> [Data]
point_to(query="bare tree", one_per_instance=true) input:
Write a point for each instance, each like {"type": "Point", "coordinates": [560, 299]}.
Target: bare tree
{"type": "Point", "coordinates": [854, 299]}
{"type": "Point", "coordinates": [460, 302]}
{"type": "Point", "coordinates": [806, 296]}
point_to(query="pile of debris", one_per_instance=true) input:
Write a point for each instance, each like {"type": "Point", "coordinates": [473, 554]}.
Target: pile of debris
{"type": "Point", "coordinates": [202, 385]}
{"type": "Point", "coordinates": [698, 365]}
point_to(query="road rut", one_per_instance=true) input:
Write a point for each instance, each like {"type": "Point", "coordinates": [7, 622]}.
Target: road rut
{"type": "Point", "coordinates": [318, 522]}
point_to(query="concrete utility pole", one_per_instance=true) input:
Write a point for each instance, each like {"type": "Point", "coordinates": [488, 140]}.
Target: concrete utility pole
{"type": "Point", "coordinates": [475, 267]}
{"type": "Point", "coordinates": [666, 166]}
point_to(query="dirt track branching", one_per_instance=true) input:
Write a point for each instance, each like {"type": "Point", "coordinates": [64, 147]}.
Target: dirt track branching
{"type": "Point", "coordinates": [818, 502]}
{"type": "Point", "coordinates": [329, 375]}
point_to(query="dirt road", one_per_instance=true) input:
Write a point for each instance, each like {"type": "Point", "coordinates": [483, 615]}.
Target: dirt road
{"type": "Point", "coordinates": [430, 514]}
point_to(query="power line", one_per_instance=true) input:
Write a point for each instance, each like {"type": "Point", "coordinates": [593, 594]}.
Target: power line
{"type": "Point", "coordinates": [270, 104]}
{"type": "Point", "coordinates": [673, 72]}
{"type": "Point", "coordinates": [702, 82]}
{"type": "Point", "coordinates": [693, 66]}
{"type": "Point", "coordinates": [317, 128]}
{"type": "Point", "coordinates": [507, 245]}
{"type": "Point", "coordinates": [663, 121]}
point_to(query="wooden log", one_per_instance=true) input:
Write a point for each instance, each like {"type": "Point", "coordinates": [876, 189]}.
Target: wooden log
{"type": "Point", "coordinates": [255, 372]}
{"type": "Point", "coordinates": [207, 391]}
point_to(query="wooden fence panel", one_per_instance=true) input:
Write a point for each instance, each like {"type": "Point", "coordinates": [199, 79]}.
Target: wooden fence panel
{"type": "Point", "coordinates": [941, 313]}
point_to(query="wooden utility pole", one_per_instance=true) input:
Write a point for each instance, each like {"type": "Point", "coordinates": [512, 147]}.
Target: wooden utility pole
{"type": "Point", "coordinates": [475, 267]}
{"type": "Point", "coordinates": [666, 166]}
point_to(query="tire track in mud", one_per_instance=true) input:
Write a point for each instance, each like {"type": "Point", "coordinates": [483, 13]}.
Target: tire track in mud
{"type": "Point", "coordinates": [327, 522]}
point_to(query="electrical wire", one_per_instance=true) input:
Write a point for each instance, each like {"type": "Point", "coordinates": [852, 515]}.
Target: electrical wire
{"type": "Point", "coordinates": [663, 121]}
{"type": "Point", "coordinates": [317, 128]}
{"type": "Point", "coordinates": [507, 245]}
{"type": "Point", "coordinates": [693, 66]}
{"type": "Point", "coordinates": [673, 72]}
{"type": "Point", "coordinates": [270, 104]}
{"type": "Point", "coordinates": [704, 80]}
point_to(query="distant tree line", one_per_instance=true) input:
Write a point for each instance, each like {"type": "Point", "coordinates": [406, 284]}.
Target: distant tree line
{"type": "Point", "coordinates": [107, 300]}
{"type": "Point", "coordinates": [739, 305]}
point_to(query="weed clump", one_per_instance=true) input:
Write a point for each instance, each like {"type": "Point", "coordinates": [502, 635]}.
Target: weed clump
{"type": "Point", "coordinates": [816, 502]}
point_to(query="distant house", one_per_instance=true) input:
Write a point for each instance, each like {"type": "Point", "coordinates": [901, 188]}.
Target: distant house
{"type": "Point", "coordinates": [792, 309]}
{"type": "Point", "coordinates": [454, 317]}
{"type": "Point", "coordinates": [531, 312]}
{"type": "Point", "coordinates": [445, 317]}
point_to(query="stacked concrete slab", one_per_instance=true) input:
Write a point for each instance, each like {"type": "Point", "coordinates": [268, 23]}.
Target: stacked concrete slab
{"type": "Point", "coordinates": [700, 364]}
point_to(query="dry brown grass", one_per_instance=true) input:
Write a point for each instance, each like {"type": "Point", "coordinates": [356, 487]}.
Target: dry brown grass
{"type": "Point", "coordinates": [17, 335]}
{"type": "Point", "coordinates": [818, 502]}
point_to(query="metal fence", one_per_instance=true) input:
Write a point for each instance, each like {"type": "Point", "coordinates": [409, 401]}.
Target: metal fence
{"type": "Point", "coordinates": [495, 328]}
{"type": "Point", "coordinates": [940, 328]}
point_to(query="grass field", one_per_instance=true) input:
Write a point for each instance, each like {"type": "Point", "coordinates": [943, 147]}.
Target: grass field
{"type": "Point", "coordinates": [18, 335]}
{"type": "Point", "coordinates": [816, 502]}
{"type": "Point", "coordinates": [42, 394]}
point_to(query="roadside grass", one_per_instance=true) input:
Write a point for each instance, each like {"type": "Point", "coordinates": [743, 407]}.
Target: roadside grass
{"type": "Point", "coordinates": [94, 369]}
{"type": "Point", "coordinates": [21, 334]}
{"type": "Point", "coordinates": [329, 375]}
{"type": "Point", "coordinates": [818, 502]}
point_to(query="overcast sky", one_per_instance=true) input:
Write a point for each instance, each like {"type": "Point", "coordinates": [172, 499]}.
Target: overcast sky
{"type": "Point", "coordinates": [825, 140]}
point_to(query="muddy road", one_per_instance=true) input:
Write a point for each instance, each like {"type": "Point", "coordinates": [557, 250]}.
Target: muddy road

> [Your assignment] So that nothing is lost, return the listing exactly and completely.

> [Your response]
point_to(query="bare tree", one_per_instance=true) input:
Write a point for each instance, each like {"type": "Point", "coordinates": [560, 299]}.
Target: bare tree
{"type": "Point", "coordinates": [854, 299]}
{"type": "Point", "coordinates": [460, 302]}
{"type": "Point", "coordinates": [806, 296]}
point_to(query="pile of debris", one_per_instance=true) input:
Write a point for each instance, each like {"type": "Point", "coordinates": [473, 554]}.
Target: pile of debris
{"type": "Point", "coordinates": [202, 385]}
{"type": "Point", "coordinates": [698, 365]}
point_to(query="road rut", one_per_instance=true) input:
Write a point for each instance, each like {"type": "Point", "coordinates": [7, 622]}.
Target: road rut
{"type": "Point", "coordinates": [318, 522]}
point_to(query="concrete utility pole", one_per_instance=true) input:
Write a point for each instance, each like {"type": "Point", "coordinates": [488, 140]}.
Target: concrete utility pole
{"type": "Point", "coordinates": [475, 267]}
{"type": "Point", "coordinates": [666, 166]}
point_to(query="dirt track branching", one_per_instance=true) input:
Write a point for each instance, each like {"type": "Point", "coordinates": [64, 147]}.
Target: dirt track branching
{"type": "Point", "coordinates": [818, 502]}
{"type": "Point", "coordinates": [329, 375]}
point_to(query="dirt road", one_per_instance=true) input:
Write a point for each instance, each like {"type": "Point", "coordinates": [483, 615]}.
Target: dirt road
{"type": "Point", "coordinates": [430, 514]}
point_to(query="power line", one_per_instance=true) input:
Write a point for each instance, each like {"type": "Point", "coordinates": [593, 594]}.
Target: power line
{"type": "Point", "coordinates": [270, 104]}
{"type": "Point", "coordinates": [673, 72]}
{"type": "Point", "coordinates": [702, 82]}
{"type": "Point", "coordinates": [693, 66]}
{"type": "Point", "coordinates": [317, 128]}
{"type": "Point", "coordinates": [507, 245]}
{"type": "Point", "coordinates": [663, 121]}
point_to(query="wooden log", one_per_instance=true) input:
Write a point for each instance, each like {"type": "Point", "coordinates": [876, 189]}.
Target: wooden log
{"type": "Point", "coordinates": [255, 372]}
{"type": "Point", "coordinates": [207, 391]}
point_to(query="wooden fence panel", one_per_instance=true) input:
Write a point for each instance, each like {"type": "Point", "coordinates": [199, 79]}.
Target: wooden fence panel
{"type": "Point", "coordinates": [941, 313]}
point_to(query="wooden utility pole", one_per_instance=true) input:
Write a point for each instance, each like {"type": "Point", "coordinates": [512, 147]}.
Target: wooden utility pole
{"type": "Point", "coordinates": [475, 267]}
{"type": "Point", "coordinates": [666, 166]}
point_to(query="tire track in mud", one_per_instance=true) input:
Write a point for each instance, each like {"type": "Point", "coordinates": [483, 13]}.
Target: tire track in mud
{"type": "Point", "coordinates": [327, 522]}
point_to(query="electrical wire", one_per_instance=true) input:
Write a point for each instance, each like {"type": "Point", "coordinates": [852, 515]}.
Target: electrical wire
{"type": "Point", "coordinates": [663, 121]}
{"type": "Point", "coordinates": [317, 128]}
{"type": "Point", "coordinates": [507, 245]}
{"type": "Point", "coordinates": [693, 66]}
{"type": "Point", "coordinates": [673, 72]}
{"type": "Point", "coordinates": [270, 104]}
{"type": "Point", "coordinates": [704, 80]}
point_to(query="distant tree line", one_per_instance=true) input:
Write a point for each instance, each like {"type": "Point", "coordinates": [406, 284]}.
Target: distant tree line
{"type": "Point", "coordinates": [107, 300]}
{"type": "Point", "coordinates": [739, 305]}
point_to(query="weed clump", one_per_instance=true) input:
Write a point for each instance, each like {"type": "Point", "coordinates": [502, 635]}.
Target: weed clump
{"type": "Point", "coordinates": [816, 502]}
point_to(query="distant house", one_per_instance=true) input:
Write a point for each instance, each like {"type": "Point", "coordinates": [901, 188]}.
Target: distant house
{"type": "Point", "coordinates": [792, 309]}
{"type": "Point", "coordinates": [454, 317]}
{"type": "Point", "coordinates": [531, 312]}
{"type": "Point", "coordinates": [445, 317]}
point_to(query="stacked concrete slab", one_per_instance=true) input:
Write a point for each instance, each like {"type": "Point", "coordinates": [268, 23]}.
Target: stacked concrete slab
{"type": "Point", "coordinates": [700, 364]}
point_to(query="dry brown grass", one_per_instance=true) input:
Write a point for each instance, each like {"type": "Point", "coordinates": [356, 487]}.
Target: dry brown grass
{"type": "Point", "coordinates": [17, 335]}
{"type": "Point", "coordinates": [818, 502]}
point_to(query="metal fence", one_per_instance=true) input:
Write a point for each instance, each like {"type": "Point", "coordinates": [409, 401]}.
Target: metal fence
{"type": "Point", "coordinates": [495, 328]}
{"type": "Point", "coordinates": [940, 328]}
point_to(query="grass field", one_per_instance=true) input:
Write a point for each instance, each like {"type": "Point", "coordinates": [943, 147]}.
Target: grass field
{"type": "Point", "coordinates": [18, 335]}
{"type": "Point", "coordinates": [816, 502]}
{"type": "Point", "coordinates": [42, 394]}
point_to(query="roadside grass", one_per_instance=true) input:
Write a point for each instance, each like {"type": "Point", "coordinates": [743, 407]}.
Target: roadside grass
{"type": "Point", "coordinates": [94, 369]}
{"type": "Point", "coordinates": [21, 334]}
{"type": "Point", "coordinates": [329, 375]}
{"type": "Point", "coordinates": [818, 502]}
point_to(query="overcast sky", one_per_instance=true) input:
Write a point for each instance, each like {"type": "Point", "coordinates": [172, 499]}.
Target: overcast sky
{"type": "Point", "coordinates": [825, 140]}
point_to(query="muddy road", one_per_instance=true) input:
Write a point for each instance, each like {"type": "Point", "coordinates": [557, 250]}.
Target: muddy road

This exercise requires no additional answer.